- _Excerpt provided_:
§ §
# Monaco GP, should be scrapped??



## The Sheriff (Jul 15, 2008)

Really enjoying this years F1 season up to now, but..

The Monaco GP has to be the most boring of the season, how can it stay in the calendar when there's ZERO overtaking?? I really can't remember seeing a good one.

The biggest chance of a change of position is the pit stops.

I know all about 'tradition' and 'the glamour', but surely it's all about racing at the end of the day?? Money talks I guess.

Rant over!!:thumb:


----------



## Naddy37 (Oct 27, 2005)

IMHO, it's the best in the calender. Agree, not many chances for overtaking, but when there is, its normally exciting to watch.


----------



## Guest (May 29, 2011)

Not a chance. It the Blue Ribbon event and part of F1's history. 

You'll be asking to shut the Nurburgring next :doublesho !


----------



## Waxamomo (Jun 18, 2008)

I'm looking forward to seeing how aggressive Hamilton will be today, surely some overtaking from him.


----------



## David Proctor (Mar 6, 2011)

The Monaco GP will never be scrapped as its history is legendary. It might offer few overtaking opportunities but the spectacle is awesome, with cars doing 175mph on the tight twisty streets in the harbour.


----------



## Guest (May 29, 2011)

^^^ Amen! He's on a charge :driver:


----------



## Ross (Apr 25, 2007)

I love the Monaco circuit.


----------



## Tricky Red (Mar 3, 2007)

I love the idea of the Monaco grand prix, but as a watching consumer, there is little to get excited about. Perhaps today we might see a few scraps to change my mind.


----------



## R7KY D (Feb 16, 2010)

Monaco is about the glitz the glamour and then the racing , I think it's one of the best , it is everything F1 holds in tradition


----------



## JenJen (Jun 30, 2010)

OMG you could never scrap this circuit not only the history of the race but it's an amazing circuit which gets the drivers really thinking! 

Plus it's not zero overtaking there will be some  

I can't wait to hear them scream GO.... 

Here's to an amazing race and I can't wait to be there next year!!


----------



## Auto Finesse (Jan 10, 2007)

There will be more over taking this year than others i recon, with things like the KURS & DRS.


----------



## White-r26 (Dec 14, 2010)

The Sheriff said:


> Really enjoying this years F1 season up to now, but..
> 
> The Monaco GP has to be the most boring of the season, how can it stay in the calendar when there's ZERO overtaking?? I really can't remember seeing a good one.
> 
> ...


Ha ha, eat ur words now mate...


----------



## Guest (May 29, 2011)

White-r26 said:


> Ha ha, eat ur words now mate...


Awesome race so far. :driver:


----------



## The Sheriff (Jul 15, 2008)

White-r26 said:


> Ha ha, eat ur words now mate...


Fairdo's, I regret saying that now.

I've seen 4 overtaking manouveres in 45 laps, great racing.


----------



## Guest (May 29, 2011)

The Sheriff said:


> Fairdo's, I regret saying that now.
> 
> I've seen 4 overtaking manouveres in 45 laps, great racing.


Fair play to you bud :thumb:


----------



## SarahAnn (Apr 6, 2011)

I wasnt looking forward to Monaco as i thought it would be boring.

Munch munch chomp chomp.............that is me, eating my words.

Good race today Come on Fernando!!!


----------



## uberbmw (Jan 31, 2006)
§ §
[Stored items]
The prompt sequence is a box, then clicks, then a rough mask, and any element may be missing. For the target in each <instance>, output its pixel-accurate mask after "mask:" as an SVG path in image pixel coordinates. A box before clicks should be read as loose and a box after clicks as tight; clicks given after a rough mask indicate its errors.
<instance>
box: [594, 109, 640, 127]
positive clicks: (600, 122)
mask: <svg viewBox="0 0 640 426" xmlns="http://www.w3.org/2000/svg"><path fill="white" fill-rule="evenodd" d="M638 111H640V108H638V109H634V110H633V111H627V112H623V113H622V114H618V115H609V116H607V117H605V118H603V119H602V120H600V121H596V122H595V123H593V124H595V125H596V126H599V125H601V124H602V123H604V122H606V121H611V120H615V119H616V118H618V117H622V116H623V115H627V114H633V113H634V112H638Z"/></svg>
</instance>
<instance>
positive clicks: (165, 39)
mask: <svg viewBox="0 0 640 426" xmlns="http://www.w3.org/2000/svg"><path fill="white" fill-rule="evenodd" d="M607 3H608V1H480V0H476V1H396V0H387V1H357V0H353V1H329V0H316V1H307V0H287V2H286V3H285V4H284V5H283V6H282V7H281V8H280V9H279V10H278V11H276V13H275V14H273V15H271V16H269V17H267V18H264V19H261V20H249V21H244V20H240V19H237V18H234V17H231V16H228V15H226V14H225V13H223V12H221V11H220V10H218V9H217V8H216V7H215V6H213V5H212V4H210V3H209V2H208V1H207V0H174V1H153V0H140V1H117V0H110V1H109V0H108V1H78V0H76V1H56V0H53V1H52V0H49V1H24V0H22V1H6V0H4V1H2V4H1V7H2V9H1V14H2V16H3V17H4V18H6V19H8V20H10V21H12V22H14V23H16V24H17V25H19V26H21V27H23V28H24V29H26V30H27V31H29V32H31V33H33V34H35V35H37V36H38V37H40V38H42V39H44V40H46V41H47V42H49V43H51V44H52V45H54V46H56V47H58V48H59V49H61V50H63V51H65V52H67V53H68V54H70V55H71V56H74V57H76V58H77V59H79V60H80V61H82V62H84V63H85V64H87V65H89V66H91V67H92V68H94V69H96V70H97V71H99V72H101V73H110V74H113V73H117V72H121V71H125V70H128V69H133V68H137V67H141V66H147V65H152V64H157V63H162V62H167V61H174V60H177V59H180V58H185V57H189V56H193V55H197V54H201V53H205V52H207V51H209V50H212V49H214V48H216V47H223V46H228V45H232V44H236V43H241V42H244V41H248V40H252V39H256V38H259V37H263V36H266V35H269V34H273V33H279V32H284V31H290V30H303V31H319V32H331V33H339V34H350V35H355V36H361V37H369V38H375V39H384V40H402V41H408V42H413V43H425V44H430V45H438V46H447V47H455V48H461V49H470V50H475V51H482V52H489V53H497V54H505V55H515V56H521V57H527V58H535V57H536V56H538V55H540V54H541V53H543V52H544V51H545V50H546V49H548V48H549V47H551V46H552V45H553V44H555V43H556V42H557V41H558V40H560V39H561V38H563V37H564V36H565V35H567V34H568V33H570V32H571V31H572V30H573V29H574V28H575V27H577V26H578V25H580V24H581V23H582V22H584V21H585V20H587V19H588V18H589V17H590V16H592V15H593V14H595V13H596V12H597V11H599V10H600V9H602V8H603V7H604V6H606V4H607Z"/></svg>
§ §
- _What this exercise asks_:
A – Copy out the stored items from their first line through the line containing "positive clicks: (600, 122)", and nothing else.
B – Go on with the forum thread about whether the Monaco GP should be scrapped, picking up right after its last line.
The forum thread and the stored items have nothing to do with each other.

- _Answer set_:
A –
The prompt sequence is a box, then clicks, then a rough mask, and any element may be missing. For the target in each <instance>, output its pixel-accurate mask after "mask:" as an SVG path in image pixel coordinates. A box before clicks should be read as loose and a box after clicks as tight; clicks given after a rough mask indicate its errors.
<instance>
box: [594, 109, 640, 127]
positive clicks: (600, 122)

B –
Boring race...... LOL


----------



## JenJen (Jun 30, 2010)

Monaco is the best in the calendar I think. I stand by what I said earlier it's a track that makes the drivers think and make it challenging and interesting for both the driver and the viewer. 

I think it would be a shame if the fia decided the sport had out grown the track simply for the history let alone the amazing race we get to watch year after year!


----------



## Frans D (May 23, 2011)

I'm watching allready more as 30 years Formula 1 and have to agree that overall Monaco is the most boring circuit regarding overtaking actions.
However it's also the most glamorous and has the most history, so I don't think they will ever take it out.

I like Spa, Nürburgring, Silverstone and Monza the most of all circuits.


----------



## daver555 (Mar 5, 2009)

F1 is a business at the end of the day and A LOT of business and deals are made on the Monaco GP Week/Weekend. It's the highlight for most sponsors with a huge amount of networking going on behind the scenes. Not forgetting that Prince Albert is a huuuuge F1 fan. For those reasons alone Monaco will remain for a very long time.


----------



## gally (May 25, 2008)

The Sheriff said:


> Fairdo's, I regret saying that now.
> 
> I've seen 4 overtaking manouveres in 45 laps, great racing.


I think there was 4 overtaking moves in the whole of last season!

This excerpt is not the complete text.